___ Provided material ___

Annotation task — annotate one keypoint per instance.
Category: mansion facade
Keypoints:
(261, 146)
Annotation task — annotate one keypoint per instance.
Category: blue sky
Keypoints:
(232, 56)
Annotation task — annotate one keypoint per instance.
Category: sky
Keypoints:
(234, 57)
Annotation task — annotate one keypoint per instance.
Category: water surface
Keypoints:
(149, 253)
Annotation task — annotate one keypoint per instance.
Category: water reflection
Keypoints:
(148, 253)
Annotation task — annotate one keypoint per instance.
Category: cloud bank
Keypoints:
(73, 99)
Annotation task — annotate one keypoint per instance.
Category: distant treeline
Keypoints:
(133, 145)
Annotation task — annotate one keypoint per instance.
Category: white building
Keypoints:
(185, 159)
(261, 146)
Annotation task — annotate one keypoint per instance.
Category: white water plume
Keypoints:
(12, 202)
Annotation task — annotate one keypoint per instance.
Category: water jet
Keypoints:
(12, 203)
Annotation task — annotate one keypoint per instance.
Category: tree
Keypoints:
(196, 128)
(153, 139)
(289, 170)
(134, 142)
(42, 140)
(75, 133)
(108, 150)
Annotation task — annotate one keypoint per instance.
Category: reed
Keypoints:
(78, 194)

___

▶ _What is asked_: Every entry must be quoted exactly as it appears above.

▶ _Final answer_:
Annotation task — annotate one keypoint per instance.
Category: mansion facade
Keypoints:
(261, 146)
Annotation task — annotate one keypoint per instance.
Category: blue sky
Keypoints:
(232, 56)
Annotation task — annotate one keypoint per instance.
Category: sky
Keypoints:
(234, 57)
Annotation task — annotate one keypoint per instance.
Category: water surface
Keypoints:
(149, 253)
Annotation task — annotate one keypoint per instance.
Category: water reflection
Keypoints:
(148, 253)
Annotation task — annotate one keypoint per instance.
Category: cloud bank
Keypoints:
(73, 99)
Annotation task — annotate one keypoint per instance.
Category: distant treeline
Keypoints:
(133, 145)
Annotation task — annotate one keypoint per instance.
Category: white building
Keypoints:
(185, 159)
(261, 146)
Annotation task — annotate one keypoint per instance.
Category: white water plume
Keypoints:
(12, 202)
Annotation task — annotate one keypoint per instance.
Category: water jet
Keypoints:
(12, 203)
Annotation task — annotate one keypoint per instance.
Category: tree
Keypoints:
(196, 128)
(153, 139)
(289, 170)
(134, 142)
(42, 140)
(75, 133)
(108, 150)
Annotation task — annotate one keypoint per instance.
Category: reed
Keypoints:
(78, 194)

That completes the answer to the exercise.